_Extract provided:_
Doctors later said he'd suffered blunt-force trauma to a lung, which caused him to suffer amnesia. The teen has trouble now remembering how exactly he and Jack separated. But now Cendoya feels, “We weren't meant to die.” He'd eaten plants and hallucinated about tigers coming and having died and living his afterlife before he the was the first to be rescued Wednesday evening, shoeless, confused and dehydrated.

His story was portrayed by the media in a positive light, but several online versions have received negative comments from people, who wonder: 1) How anyone manages to get lost in Trabuco Canyon; 2) How the pair got separated; and, 3) Why the young man did not stick with the 18-year-old woman. These are questions that have been lodged all along, as evidenced by those under our original report:

Kyndall Jack and Nicholas Cendoya Saved

If Jack is upset about being left alone, she apparently has not indicated such publicly from her hospital bed at UCI Medical Center in Orange, where she has been treated for dehydration and hypothermia and since being found late Thursday morning.

_Task requirements:_ Duplicate the part of the Trabuco Canyon article that starts at "If Jack is upset" and ends at "late Thursday morning.".

Items listed in a dataset

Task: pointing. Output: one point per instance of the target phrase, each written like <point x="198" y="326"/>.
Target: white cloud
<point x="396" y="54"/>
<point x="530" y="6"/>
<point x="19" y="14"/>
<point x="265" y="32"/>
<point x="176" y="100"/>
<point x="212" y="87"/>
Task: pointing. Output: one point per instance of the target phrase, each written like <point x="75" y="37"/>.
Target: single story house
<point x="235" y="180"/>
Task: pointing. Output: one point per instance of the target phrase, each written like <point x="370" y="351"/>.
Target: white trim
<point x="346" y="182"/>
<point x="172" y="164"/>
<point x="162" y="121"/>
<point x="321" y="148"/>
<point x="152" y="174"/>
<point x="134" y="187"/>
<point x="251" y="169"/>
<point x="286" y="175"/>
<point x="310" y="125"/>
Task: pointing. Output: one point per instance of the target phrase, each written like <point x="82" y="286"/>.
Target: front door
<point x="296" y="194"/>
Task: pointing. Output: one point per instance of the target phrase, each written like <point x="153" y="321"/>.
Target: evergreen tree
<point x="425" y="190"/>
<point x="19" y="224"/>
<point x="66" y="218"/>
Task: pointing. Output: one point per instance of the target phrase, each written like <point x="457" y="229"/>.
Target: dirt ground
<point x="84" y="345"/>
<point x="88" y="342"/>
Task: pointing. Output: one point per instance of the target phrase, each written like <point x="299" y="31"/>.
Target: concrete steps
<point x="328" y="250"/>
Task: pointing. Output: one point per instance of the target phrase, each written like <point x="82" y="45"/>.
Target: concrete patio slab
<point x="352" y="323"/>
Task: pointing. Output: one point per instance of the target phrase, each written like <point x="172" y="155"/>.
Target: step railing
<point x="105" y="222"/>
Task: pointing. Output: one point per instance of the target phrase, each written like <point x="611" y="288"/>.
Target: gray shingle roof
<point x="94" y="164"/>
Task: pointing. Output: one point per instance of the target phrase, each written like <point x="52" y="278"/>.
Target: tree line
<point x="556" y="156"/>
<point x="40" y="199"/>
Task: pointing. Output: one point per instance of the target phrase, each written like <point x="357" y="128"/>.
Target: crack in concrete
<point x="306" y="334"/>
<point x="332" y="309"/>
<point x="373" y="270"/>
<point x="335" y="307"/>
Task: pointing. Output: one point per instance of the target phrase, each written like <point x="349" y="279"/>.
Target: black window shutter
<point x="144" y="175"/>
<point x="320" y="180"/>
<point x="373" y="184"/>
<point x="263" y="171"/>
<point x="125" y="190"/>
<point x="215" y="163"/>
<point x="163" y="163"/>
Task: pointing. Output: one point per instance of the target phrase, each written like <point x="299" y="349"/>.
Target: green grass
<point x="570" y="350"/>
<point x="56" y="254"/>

_Response area:_
If Jack is upset about being left alone, she apparently has not indicated such publicly from her hospital bed at UCI Medical Center in Orange, where she has been treated for dehydration and hypothermia and since being found late Thursday morning.